■ DA SVOLGERE ■
**A.** Elenca tutti i nomi di persona che compaiono nel testo citato sull'Istituto Musicale di Rivoli.
**B.** Modifica il testo citato riscrivendo tutto il passo che va da "Il Direttore Artistico" fino a "qualche anno fa." e sostituendo "pianista" con "violinista".

■ TESTO CITATO ■
>>>

Il Direttore Artistico dell’Istituto Musicale di Rivoli spiega le sinergie vincenti del progetto SCENE
Andrea Maggiora si dedica da molti anni ad un aspetto fondamentale del mondo della musica: la formazione e la progettazione di attività musicali.
Questa scelta l’ha condotto a seguire diverse istituzioni tra cui l’Istituto Musicale “Giorgio Balmas” di Rivoli (Torino) di cui è direttore dal 1999.
Nel suo curriculum prevale l’aspetto didattico – musicale rispetto a quello concertistico in qualità di pianista.
E’ vero. Infatti ho fatto, con più assiduità, il pianista sino a qualche anno fa.
Poi ho deciso di dedicarmi alla progettazione della didattica musicale sia a Rivoli che in altri contesti, come, ad esempio, il Conservatorio “Giuseppe Verdi” di Torino, dove tengo il corso di “Organizzazione, Diritto e Legislazione dello spettacolo”.

<<<

■ DATI REGISTRATI ■
>>>

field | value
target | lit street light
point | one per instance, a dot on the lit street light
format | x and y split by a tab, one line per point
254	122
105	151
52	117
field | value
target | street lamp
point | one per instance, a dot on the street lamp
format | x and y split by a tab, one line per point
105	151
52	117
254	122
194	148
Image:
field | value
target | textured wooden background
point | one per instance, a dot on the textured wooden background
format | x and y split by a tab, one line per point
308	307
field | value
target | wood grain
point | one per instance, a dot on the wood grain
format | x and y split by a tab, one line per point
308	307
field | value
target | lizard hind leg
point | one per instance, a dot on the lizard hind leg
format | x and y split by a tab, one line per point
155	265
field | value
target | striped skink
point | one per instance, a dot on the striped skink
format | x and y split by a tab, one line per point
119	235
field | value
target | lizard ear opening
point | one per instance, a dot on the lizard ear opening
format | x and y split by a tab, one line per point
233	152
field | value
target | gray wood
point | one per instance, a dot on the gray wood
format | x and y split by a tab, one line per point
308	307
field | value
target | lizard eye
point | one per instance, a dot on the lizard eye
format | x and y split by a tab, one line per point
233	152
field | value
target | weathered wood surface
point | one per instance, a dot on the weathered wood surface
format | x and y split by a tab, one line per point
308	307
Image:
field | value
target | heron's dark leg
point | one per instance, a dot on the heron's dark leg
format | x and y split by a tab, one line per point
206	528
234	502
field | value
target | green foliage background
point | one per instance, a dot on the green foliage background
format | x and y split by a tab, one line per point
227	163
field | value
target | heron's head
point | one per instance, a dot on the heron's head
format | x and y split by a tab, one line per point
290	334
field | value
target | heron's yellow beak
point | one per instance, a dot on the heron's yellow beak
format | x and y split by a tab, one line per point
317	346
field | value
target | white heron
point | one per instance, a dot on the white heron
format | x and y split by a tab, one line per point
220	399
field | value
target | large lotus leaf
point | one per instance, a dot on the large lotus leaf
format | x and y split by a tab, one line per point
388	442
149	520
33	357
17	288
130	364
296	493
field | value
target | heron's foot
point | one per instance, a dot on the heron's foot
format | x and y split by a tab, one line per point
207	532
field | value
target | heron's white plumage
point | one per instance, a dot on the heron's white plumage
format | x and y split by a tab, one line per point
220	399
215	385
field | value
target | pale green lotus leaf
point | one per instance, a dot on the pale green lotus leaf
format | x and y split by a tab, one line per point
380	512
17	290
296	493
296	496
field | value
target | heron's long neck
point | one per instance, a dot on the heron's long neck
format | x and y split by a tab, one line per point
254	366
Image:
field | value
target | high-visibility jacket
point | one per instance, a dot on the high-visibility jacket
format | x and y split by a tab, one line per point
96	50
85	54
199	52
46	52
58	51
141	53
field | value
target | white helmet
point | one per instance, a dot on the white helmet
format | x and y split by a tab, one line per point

<<<

■ RISPOSTE ATTESE ■
**A.** Andrea Maggiora, Giorgio Balmas, Giuseppe Verdi

**B.**
Il Direttore Artistico dell’Istituto Musicale di Rivoli spiega le sinergie vincenti del progetto SCENE
Andrea Maggiora si dedica da molti anni ad un aspetto fondamentale del mondo della musica: la formazione e la progettazione di attività musicali.
Questa scelta l’ha condotto a seguire diverse istituzioni tra cui l’Istituto Musicale “Giorgio Balmas” di Rivoli (Torino) di cui è direttore dal 1999.
Nel suo curriculum prevale l’aspetto didattico – musicale rispetto a quello concertistico in qualità di violinista.
E’ vero. Infatti ho fatto, con più assiduità, il violinista sino a qualche anno fa.